- Written request A -
Which lines of the records contain the string "flower"? Report each one, matching case.
[Start of Extracted text]
Early history The company was incorporated on April 14 1910 by Elmer Ambrose Sperry as the
Sperry Gyroscope Company, to manufacture navigation equipment—chiefly his own inventions: the marine
gyrostabilizer and the
gyrocompass—at 40 Flatbush Avenue Extension in
Downtown Brooklyn. During
World War I the company diversified into aircraft components including
bomb sights and
fire control systems. In their early decades, Sperry Gyroscope and related companies were concentrated on
Long Island, New York, especially in
Nassau County. Over the years, it diversified to other locations. In 1918,
Lawrence Sperry split from his father to compete over aero-instruments with the
Lawrence Sperry Aircraft Company, including the new
automatic pilot. After the death of Lawrence on December 13, 1923, the two firms were brought together in 1924. Then in January 1929 it was acquired by
North American Aviation, who reincorporated it in New York as the
Sperry Gyroscope Company, Inc. The company once again became independent in 1933 when it was spun-off as a subsidiary of the newly formed
Sperry Corporation. The new corporation was a holding company for a number of smaller entities such as the original Sperry Gyroscope,
Ford Instrument Company,
Intercontinental Aviation, Inc., and others. The company made advanced aircraft navigation equipment for the market, including the Sperry Gyroscope and the Sperry Radio Direction Finder. It also moved into the hydraulics industry when it acquired Vickers, Inc. in 1937. Sperry supported the work of a group of
Stanford University inventors, led by
Russell and Sigurd Varian, who had invented the
klystron, and incorporated this technology and related inventions into their products. The company prospered during
World War II as military demand skyrocketed, ranking 19th among US corporations in the value of wartime production contracts. It specialized in high technology devices such as
analog computer–controlled bomb sights,
airborne radar systems, and automated take-off and landing systems. Sperry also was the creator of the
Ball Turret Gun mounted under the
Boeing B-17 Flying Fortress and the
Consolidated B-24 Liberator. In 1944, Sperry sold the Brooklyn factory at 40 Flatbush Avenue Extension to the Howard clothing manufacturing company, which already had a smaller nearby factory. Postwar, Sperry expanded its interests in electronics and computing, producing the company's first digital computer,
SPEEDAC, in 1953. During the 1950s, a large part of Sperry Gyroscope moved to
Phoenix, Arizona and renamed as
Sperry Flight Systems Company. The geographic split was intended as a hedge in the event of a
nuclear war. The Gyroscope division remained headquartered in New York—in its massive
Lake Success, Long Island, plant (which also served as the temporary
United Nations headquarters from 1946 to 1952)—into the 1980s.
[End of Extracted text]
- Written request B -
Which people are named in the Sperry Gyroscope history above? List every one.
[Start of Data to use]
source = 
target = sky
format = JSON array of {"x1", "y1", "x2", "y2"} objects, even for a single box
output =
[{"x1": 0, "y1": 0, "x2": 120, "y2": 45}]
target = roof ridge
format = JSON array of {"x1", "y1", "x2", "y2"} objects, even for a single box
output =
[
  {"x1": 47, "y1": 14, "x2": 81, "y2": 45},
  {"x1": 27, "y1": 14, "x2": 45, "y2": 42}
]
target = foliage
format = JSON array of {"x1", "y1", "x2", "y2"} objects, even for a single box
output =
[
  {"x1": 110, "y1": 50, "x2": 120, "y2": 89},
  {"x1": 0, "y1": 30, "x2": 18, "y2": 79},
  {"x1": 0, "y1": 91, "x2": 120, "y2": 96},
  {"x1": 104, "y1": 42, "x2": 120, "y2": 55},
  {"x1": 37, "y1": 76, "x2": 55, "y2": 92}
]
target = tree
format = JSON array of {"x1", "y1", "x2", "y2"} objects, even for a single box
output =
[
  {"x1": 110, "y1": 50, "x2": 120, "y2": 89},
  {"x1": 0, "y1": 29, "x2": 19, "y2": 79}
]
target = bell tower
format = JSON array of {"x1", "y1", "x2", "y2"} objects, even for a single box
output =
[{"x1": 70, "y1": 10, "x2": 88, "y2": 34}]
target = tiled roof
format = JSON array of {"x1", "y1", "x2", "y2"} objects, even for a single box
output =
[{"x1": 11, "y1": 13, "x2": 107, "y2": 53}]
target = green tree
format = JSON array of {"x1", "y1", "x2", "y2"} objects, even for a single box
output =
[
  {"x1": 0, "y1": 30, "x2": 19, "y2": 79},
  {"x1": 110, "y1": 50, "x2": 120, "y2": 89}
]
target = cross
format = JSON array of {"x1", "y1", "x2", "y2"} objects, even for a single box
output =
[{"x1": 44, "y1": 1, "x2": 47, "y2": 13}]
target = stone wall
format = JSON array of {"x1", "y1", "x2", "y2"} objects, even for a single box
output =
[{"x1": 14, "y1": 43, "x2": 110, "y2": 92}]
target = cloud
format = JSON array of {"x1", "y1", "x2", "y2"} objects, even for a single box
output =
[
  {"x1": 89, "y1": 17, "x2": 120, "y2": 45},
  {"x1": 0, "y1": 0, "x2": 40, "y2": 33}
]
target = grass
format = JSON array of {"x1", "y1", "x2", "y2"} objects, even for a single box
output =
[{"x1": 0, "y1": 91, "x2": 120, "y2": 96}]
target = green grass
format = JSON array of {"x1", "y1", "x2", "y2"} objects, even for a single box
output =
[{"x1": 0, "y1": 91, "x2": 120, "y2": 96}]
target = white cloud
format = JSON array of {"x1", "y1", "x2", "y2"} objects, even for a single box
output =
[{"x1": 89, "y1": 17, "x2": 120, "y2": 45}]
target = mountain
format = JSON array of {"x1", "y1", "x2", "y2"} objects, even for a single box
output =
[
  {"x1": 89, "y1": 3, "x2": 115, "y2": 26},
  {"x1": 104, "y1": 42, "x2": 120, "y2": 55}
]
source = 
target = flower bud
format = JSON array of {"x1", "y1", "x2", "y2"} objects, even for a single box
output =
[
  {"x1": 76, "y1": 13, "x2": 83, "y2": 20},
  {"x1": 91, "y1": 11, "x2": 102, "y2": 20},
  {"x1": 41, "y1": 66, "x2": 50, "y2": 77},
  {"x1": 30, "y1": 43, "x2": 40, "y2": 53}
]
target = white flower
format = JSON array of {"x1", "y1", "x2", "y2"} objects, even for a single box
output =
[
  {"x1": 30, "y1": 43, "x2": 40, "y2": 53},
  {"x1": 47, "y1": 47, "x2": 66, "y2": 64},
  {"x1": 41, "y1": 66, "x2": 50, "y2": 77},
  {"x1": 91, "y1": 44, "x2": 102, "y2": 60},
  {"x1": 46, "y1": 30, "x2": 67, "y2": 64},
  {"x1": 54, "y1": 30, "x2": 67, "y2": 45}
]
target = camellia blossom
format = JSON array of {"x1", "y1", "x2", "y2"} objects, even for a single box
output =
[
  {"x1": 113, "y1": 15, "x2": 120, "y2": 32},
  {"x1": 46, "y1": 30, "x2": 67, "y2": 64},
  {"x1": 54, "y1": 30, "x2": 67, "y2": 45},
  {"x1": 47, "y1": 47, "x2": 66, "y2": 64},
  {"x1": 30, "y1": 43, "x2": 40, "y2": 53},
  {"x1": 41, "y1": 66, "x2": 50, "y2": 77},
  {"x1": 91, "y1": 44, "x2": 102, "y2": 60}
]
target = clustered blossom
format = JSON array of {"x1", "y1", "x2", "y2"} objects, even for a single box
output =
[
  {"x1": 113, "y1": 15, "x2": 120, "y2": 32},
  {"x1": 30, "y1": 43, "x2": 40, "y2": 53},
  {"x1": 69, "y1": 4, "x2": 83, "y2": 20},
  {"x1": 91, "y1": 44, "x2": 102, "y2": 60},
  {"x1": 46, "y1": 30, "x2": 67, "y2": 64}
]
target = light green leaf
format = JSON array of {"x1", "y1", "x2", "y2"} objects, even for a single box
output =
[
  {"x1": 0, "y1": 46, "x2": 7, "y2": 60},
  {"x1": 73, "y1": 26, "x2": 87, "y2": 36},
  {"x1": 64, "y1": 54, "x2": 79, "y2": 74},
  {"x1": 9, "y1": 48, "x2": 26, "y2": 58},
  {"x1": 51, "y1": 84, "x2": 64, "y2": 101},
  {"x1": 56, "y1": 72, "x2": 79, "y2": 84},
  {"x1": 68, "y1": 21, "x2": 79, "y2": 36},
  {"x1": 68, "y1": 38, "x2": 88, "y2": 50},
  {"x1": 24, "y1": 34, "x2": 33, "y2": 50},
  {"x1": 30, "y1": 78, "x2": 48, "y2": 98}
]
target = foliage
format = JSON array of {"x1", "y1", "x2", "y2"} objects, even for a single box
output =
[End of Data to use]
- Task response A -
target = flower bud
target = white flower

- Task response B -
- Elmer Ambrose Sperry
- Lawrence Sperry
- Russell Varian
- Sigurd Varian